WHAT THIS EXERCISE ASKS:
[A] Decide whether each statement agrees with the text on titanium particle size and osteoblast function. For each, answer yes or no and quote the deciding words. (i) Higher MMP 2 and 9 activity was found in cells exposed to smaller Ti particles. (ii) Pins were inserted 7 mm proximal to the prominent point on the tibial crest. (iii) Group III particles are at least 5.0 μm and under 10.0 μm.
[B] In the text on titanium particle size and osteoblast function, turn the paragraph beginning "The formation of titanium (Ti)-wear particles" into a short list that keeps its main facts.
[C] Extend the text on titanium particle size and osteoblast function beyond its final line.

SUPPLIED TEXT:
────────────────────────────────────────
Effects of titanium particle size on osteoblast functions in vitro and in vivo

Abstract

The formation of titanium (Ti)-wear particles during the lifetime of an implant is believed to be a major component of loosening due to debris-induced changes in bone cell function. Radiographic evidence indicates a loss of fixation at the implant-bone interface, and we believe that the accumulation of Ti particles may act on the bone-remodeling process and impact both long- and short-term implant-fixation strengths. To determine the effects of various sizes of the Ti particles on osteoblast function in vivo, we measured the loss of integration strength around Ti-pin implants inserted into a rat tibia in conjunction with Ti particles from one of four size-groups. Implant integration is mediated primarily by osteoblast adhesion/focal contact pattern, viability, proliferation and differentiation, and osteoclast recruitment at the implant site in vivo. This study demonstrates the significant attenuation of osteoblast function concurrent with increased expression of receptor activator of nuclear factor kappaB ligand (RANKL), a dominant signal for osteoclast recruitment, which is regulated differentially, depending on the size of the Ti particle. Zymography studies have also demonstrated increased activities of matrix metalloproteinases (MMP) 2 and 9 in cells exposed to larger Ti particles. In summary, all particles have adverse effects on osteoblast function, resulting in decreased bone formation and integration, but different mechanisms are elicited by particles of different sizes.

Fig. 1.

Particle size separation. (a) Alfa Aesar Ti particles: <1.5 μm (group I), ≥1.5 μm and <5.0 μm (group II), ≥5.0 μm and <10.0 μm (group III), and ≥10.0 μm and <15.0 μm, (group IV). (Scale bars, 20 μm.) (b) Left is an enlargement of a particle from aI, illustrating axial measurements (indicated by arrows) used in size determination of particles from group I. Right is an enlargement of a particle from aIV, illustrating axial measurements of a particle from group IV. The ratio of long to short axial measurement is 1 (Left) and 2 (Right).

Fig. 2.

Rat tibias with multiple insertion sites. The arrow indicates the selected position for pin insertions (7 mm proximal to the prominent point on the tibial crest). This location provided the optimal and most consistent integration when measured by extraction force. The arrowhead indicates the prominent portion of the tibial crest from which measurements were made. The holes, from left to right, are 12, 8.5, 4.8, and –1 mm relative to the point on the tibial crest (left leg).

Fig. 3.
────────────────────────────────────────
RECORDS:
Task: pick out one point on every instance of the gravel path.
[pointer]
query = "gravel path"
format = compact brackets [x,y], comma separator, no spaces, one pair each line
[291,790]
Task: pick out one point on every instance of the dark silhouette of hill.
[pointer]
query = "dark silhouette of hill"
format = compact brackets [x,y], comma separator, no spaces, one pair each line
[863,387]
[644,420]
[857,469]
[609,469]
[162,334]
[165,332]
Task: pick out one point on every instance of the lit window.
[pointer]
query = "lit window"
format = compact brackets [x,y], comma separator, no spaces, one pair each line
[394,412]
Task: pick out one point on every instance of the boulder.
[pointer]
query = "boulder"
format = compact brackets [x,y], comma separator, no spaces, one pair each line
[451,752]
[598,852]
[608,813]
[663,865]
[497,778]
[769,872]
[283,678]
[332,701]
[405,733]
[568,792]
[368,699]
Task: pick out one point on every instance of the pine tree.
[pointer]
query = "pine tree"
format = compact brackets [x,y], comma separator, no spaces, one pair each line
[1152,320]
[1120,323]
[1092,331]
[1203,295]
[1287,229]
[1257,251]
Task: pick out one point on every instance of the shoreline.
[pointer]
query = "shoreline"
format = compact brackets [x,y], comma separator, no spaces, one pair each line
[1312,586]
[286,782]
────────────────────────────────────────
LIST OF ANSWERS:
[A]
(i) No: "increased activities of matrix metalloproteinases (MMP) 2 and 9 in cells exposed to larger Ti particles"
(ii) Yes: "The arrow indicates the selected position for pin insertions (7 mm proximal to the prominent point on the tibial crest)."
(iii) Yes: "≥5.0 μm and <10.0 μm (group III)"

[B]
- Ti-wear particles that form over an implant's lifetime are believed to be a major cause of loosening, because the debris changes bone cell function.
- Radiographs show a loss of fixation at the implant-bone interface. The authors believe that accumulated Ti particles may affect bone remodeling and both long- and short-term fixation strength.
- Method: the loss of integration strength was measured around Ti-pin implants placed in rat tibias together with Ti particles from one of four size groups.
- Implant integration depends mainly on osteoblast adhesion/focal contact pattern, viability, proliferation and differentiation, and on osteoclast recruitment at the site.
- Osteoblast function was significantly reduced. At the same time, expression of RANKL, a dominant signal for osteoclast recruitment, increased, and it was regulated differently depending on particle size.
- Zymography showed higher MMP 2 and 9 activity in cells exposed to larger particles.
- Conclusion: all particle sizes impair osteoblast function and reduce bone formation and integration, but particles of different sizes act through different mechanisms.

[C]
Cross section of the proximal portion of a rat tibia. Distances proximal to the prominent point on the tibial crest and medial to the tibial crest are 8.1 ± 0.62 mm and 2.2 ± 0.27 mm, respectively (mean ± SD). Insertion depth and pull-out force for each particle-size-group are from control (no particles; 3.8 mm, and 9.44 N) (a), ≥1.5 μm and <5.0 μm (4 mm and 8.4 N) (b), and ≥5.0 μm and <10.0 μm (4 mm and 10.62 N) (c), respectively. Pin extraction was performed at 41 d after implantation.

Fig. 4.

Focal contact arrangement of normal osteoblast (Upper) in a well organized peripheral arrangement vs. Ti-treated osteoblast (Lower) in an unorganized random arrangement.

Fig. 5.

Effects of Ti-particle size on osteoblast proliferation and viability at 0.1 wt % for 72 h (n = 5). Four groups are particle size <1.5 μm (group I), ≥1.5 μm and <5.0 μm (group II), ≥5.0 μm and <10.0 μm (group III), and ≥10.0 μm and <15.0 μm (group IV), measured as percentage of proliferation and viable cells, normalized relative to control (without particle loading). Error bars, ±SD. *, Proliferation study done with P < 0.01; **, viability study done with P < 0.05.

Fig. 6.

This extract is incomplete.